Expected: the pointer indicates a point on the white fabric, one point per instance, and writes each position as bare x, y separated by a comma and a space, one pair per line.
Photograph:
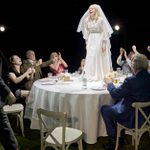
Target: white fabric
94, 32
82, 105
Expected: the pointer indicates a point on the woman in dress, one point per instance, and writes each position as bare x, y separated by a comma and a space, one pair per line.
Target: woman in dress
96, 31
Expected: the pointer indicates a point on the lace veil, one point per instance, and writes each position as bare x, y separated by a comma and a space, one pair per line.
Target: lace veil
108, 28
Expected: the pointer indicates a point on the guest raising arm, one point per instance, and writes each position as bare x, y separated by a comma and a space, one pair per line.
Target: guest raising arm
57, 63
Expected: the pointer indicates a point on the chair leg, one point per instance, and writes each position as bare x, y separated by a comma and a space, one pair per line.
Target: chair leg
20, 116
118, 135
80, 145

» **Directive**:
Can you output the records above as a two-column CSV with the header "text,points", one row per record, holding its text and its answer, each in a single quoted field with line breaks turned into spaces? Leave the pictures out.

» **Task answer**:
text,points
"Expected: the pointer indicates a point on the white fabric, one point per instance, and writes each position as bare x, y separated by a comma and a space, one pair per line. Photograph: Target: white fabric","94, 32 82, 105"
"Expected: the pointer indicates a point on the woman in dress, one point per instance, and writes each position as bare x, y separated by a comma and a space, one pair per line. Target: woman in dress","96, 31"
"Expected: the pointer indicates a point on the lace veil, one point per instance, and writes each position as bare x, y separated by a comma and a space, one pair per line. Target: lace veil","108, 28"
"Expected: the pointer indicates a point on the guest raising arm, one point per instance, and writes each position as bare x, y separated by a comma and a space, one pair per line. Target: guest raising arm","57, 63"
"Expected: the pointer indicates a point on the chair leg, one point per instance, and writes each position as bare x, y separated by a comma and a space, one pair per line. Target: chair leg","20, 116 118, 135 80, 145"